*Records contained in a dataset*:
▽

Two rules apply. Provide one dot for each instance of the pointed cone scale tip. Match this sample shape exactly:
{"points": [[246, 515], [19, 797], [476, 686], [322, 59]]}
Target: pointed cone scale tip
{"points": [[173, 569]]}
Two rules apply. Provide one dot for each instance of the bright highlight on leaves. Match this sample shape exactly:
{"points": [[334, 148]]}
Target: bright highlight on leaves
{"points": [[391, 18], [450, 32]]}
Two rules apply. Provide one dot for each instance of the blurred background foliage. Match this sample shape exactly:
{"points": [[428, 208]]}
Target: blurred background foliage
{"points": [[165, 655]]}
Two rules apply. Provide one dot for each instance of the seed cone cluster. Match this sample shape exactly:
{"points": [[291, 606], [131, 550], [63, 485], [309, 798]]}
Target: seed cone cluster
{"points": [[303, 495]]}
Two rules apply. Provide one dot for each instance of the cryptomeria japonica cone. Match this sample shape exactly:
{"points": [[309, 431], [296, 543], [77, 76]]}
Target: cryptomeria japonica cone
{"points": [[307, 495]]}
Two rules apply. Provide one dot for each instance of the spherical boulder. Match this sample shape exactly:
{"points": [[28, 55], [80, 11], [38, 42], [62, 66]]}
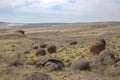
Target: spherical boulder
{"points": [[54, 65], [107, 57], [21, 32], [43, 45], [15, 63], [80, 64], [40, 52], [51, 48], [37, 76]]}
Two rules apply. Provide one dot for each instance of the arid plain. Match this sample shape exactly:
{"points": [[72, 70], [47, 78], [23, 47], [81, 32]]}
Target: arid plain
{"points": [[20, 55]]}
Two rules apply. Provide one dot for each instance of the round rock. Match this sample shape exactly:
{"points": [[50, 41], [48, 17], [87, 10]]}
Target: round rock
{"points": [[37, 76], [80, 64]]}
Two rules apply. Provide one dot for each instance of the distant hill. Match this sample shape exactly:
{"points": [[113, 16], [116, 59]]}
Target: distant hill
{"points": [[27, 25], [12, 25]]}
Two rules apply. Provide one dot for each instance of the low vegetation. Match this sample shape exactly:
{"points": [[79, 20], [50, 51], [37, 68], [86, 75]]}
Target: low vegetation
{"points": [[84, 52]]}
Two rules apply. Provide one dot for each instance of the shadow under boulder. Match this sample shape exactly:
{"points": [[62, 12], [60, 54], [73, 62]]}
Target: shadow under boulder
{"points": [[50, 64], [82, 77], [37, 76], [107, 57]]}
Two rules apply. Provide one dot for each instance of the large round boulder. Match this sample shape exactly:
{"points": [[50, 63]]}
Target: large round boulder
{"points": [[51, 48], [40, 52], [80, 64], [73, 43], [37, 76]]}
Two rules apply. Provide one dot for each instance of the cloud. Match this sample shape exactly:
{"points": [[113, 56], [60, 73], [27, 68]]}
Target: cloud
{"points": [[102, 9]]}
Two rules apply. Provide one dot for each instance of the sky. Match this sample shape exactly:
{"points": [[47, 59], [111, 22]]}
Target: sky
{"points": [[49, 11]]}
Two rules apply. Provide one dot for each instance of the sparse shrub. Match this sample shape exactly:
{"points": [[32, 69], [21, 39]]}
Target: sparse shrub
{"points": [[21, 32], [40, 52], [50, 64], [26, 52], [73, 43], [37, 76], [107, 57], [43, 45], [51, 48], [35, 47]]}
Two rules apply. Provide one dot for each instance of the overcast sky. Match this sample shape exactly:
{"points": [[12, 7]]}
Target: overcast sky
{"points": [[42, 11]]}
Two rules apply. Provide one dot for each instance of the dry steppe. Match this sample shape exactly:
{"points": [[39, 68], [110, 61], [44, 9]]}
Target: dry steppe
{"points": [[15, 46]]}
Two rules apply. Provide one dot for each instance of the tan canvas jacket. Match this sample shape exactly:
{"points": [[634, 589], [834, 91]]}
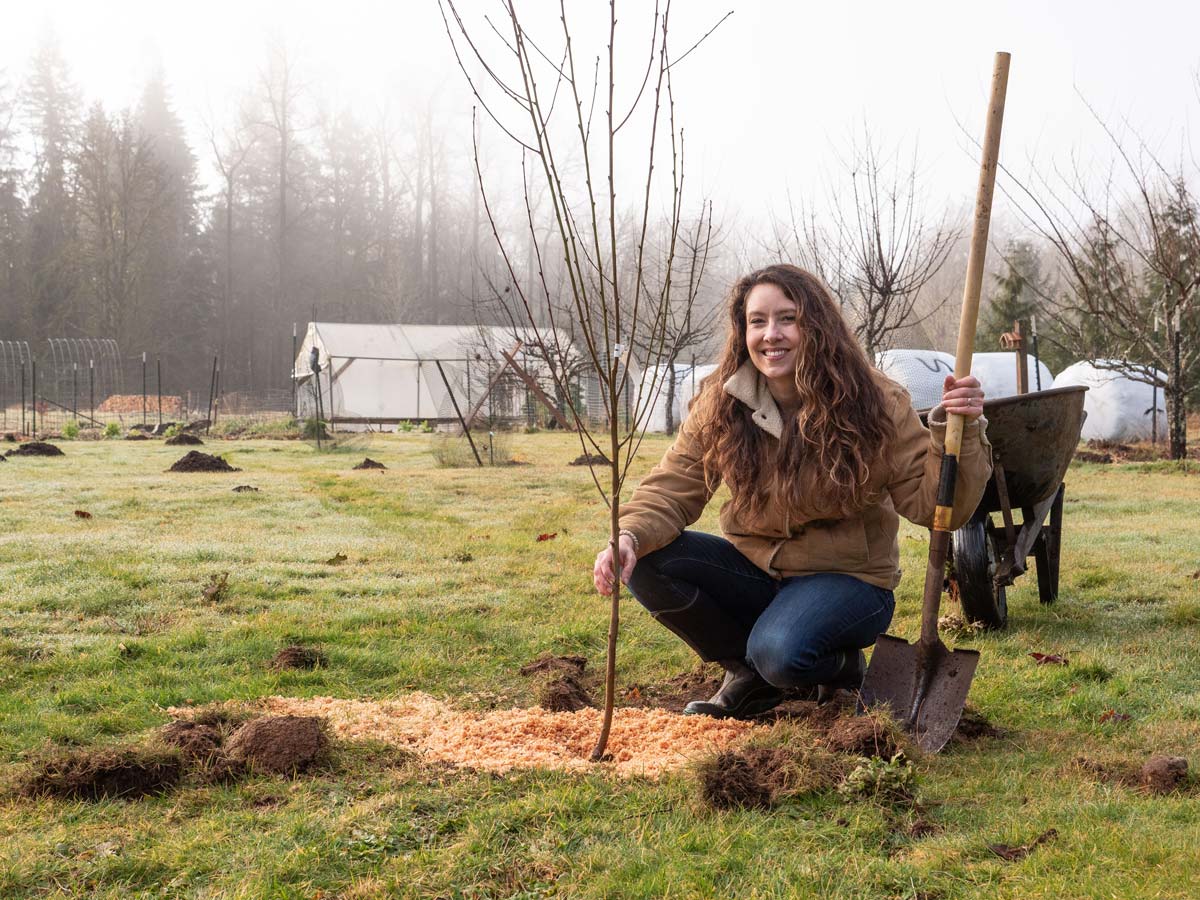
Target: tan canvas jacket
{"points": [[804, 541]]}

△
▽

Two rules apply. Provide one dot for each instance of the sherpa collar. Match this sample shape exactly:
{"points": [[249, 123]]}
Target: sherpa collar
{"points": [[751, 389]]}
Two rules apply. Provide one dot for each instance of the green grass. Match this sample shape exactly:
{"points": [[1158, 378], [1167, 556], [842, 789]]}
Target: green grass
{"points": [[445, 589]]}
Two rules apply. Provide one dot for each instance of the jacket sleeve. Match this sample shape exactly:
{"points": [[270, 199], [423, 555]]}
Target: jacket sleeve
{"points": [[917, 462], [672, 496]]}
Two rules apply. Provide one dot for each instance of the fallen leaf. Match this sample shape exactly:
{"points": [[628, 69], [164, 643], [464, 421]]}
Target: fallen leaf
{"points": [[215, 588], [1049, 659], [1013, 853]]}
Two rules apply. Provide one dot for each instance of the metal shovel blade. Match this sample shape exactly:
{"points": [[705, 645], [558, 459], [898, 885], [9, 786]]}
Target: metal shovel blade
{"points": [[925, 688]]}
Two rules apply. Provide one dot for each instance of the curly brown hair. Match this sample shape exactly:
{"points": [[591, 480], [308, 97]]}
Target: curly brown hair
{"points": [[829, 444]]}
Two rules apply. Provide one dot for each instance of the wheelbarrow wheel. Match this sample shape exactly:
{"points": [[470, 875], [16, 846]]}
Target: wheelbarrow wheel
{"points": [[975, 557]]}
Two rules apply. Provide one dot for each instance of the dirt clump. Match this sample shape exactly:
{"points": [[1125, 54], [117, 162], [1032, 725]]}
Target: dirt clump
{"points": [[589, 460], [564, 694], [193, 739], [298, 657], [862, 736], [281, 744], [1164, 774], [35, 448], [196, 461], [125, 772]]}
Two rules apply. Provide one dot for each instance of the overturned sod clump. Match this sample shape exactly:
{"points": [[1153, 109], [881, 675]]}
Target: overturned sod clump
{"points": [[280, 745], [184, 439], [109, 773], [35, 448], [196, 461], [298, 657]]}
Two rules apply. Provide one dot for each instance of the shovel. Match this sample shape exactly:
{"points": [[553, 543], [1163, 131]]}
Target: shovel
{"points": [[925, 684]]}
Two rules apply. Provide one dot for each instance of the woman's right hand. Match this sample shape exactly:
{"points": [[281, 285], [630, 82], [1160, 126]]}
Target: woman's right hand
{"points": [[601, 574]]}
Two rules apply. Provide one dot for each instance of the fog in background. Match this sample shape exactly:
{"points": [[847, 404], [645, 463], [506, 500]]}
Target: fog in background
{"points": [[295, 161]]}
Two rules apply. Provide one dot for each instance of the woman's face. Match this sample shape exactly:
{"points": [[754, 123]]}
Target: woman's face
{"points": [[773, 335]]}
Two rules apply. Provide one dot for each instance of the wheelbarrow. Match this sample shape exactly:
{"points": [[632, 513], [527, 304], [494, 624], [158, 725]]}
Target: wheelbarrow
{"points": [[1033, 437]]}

△
▽

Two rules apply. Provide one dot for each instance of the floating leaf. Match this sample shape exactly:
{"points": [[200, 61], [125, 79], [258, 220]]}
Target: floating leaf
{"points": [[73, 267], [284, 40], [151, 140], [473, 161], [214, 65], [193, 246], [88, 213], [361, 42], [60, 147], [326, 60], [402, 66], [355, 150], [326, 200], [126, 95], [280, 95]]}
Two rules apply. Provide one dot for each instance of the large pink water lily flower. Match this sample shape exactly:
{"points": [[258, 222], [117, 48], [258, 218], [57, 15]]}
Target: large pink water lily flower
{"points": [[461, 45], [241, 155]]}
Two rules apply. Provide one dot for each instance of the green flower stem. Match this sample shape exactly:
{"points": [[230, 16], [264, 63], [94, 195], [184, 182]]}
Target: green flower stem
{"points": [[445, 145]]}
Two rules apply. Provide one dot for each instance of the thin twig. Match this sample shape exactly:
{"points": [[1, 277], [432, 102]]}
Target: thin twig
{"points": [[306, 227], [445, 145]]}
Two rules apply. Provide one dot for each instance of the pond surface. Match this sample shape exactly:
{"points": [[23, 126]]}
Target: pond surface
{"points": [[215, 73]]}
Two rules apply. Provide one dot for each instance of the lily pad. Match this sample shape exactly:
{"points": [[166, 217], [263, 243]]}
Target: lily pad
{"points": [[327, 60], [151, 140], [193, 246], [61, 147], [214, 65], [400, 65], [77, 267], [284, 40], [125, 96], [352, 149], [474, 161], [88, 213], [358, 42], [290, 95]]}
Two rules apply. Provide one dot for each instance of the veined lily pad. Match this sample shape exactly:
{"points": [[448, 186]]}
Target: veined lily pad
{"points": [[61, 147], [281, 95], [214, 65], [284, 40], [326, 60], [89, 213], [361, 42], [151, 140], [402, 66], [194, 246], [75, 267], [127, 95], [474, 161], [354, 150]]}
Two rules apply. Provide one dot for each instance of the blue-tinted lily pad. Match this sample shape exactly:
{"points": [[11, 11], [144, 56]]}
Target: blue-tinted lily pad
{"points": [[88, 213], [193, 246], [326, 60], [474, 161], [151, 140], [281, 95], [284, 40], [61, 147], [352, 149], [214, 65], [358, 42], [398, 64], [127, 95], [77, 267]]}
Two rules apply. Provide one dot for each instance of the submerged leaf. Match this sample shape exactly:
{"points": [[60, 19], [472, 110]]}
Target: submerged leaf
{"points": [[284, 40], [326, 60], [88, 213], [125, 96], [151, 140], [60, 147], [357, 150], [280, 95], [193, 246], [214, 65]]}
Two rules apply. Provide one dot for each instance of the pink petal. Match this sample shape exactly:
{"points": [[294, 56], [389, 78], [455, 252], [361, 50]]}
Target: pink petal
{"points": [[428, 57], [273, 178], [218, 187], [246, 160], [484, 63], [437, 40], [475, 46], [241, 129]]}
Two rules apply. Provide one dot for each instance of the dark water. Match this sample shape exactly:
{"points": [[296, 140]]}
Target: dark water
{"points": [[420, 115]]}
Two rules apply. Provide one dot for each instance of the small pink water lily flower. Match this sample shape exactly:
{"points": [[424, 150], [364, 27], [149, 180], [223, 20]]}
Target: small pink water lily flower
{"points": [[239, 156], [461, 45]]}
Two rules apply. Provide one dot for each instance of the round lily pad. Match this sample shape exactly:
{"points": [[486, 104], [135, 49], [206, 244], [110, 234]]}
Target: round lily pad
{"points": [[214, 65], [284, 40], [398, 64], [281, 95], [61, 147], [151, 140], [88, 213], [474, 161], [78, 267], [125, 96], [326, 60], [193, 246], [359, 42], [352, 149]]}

△

*Problem statement*:
List every line of the data above that contains the word "brown".

*Output below*:
Two rules apply. Provide one dot for each instance of the curly brown hair. Match this sample shape exactly:
Target: curly brown hair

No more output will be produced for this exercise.